Raw data Block Start
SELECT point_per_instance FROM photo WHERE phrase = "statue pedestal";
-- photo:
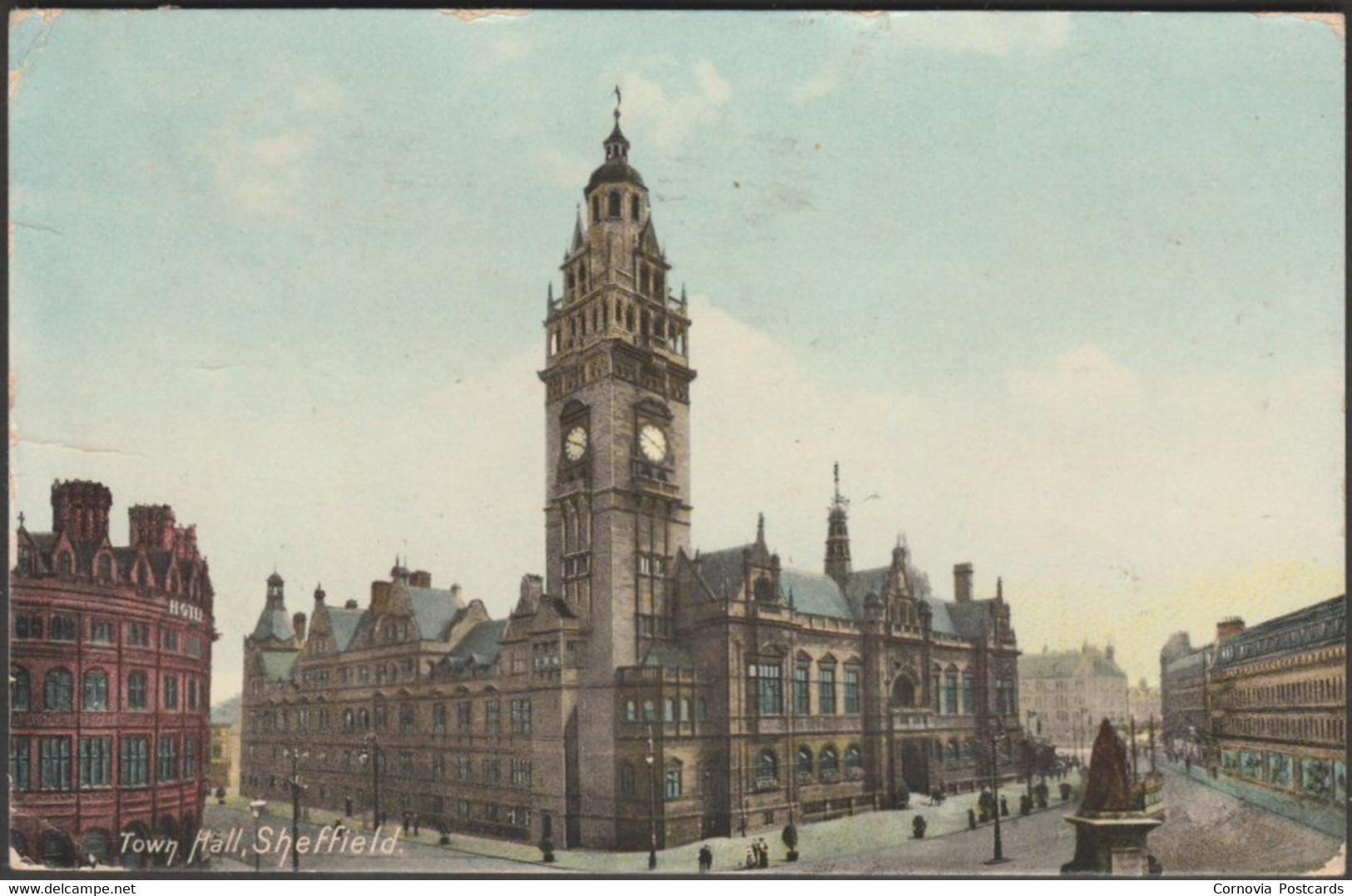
(1113, 844)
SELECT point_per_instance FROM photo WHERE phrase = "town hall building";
(641, 692)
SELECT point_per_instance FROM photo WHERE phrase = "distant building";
(1278, 701)
(1066, 695)
(1183, 671)
(1142, 705)
(225, 745)
(110, 681)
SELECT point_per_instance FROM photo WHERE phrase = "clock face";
(575, 443)
(652, 443)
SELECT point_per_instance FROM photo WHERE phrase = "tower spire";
(837, 534)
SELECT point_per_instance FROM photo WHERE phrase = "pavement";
(1207, 831)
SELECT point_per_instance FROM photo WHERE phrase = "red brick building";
Raw data Block End
Print all data above verbatim, except pictures.

● Result of this exercise
SELECT point_per_instance FROM photo WHERE phrase = "statue pedestal";
-- photo:
(1113, 844)
SELECT point_per_instance FROM photo WHERE phrase = "town hall building";
(641, 692)
SELECT point_per_instance FROM photo WHERE phrase = "distant building";
(1278, 701)
(1066, 695)
(1183, 671)
(1142, 705)
(225, 745)
(110, 681)
SELECT point_per_instance FROM photo WHERE phrase = "clock face";
(575, 443)
(652, 443)
SELECT point_per_instance FROM photo WHERE phrase = "tower spire";
(837, 534)
SELECT point_per_instance FROM photo WHERE phrase = "pavement";
(1207, 831)
SELECT point_per_instance FROM photo WHERE phrase = "red brick building";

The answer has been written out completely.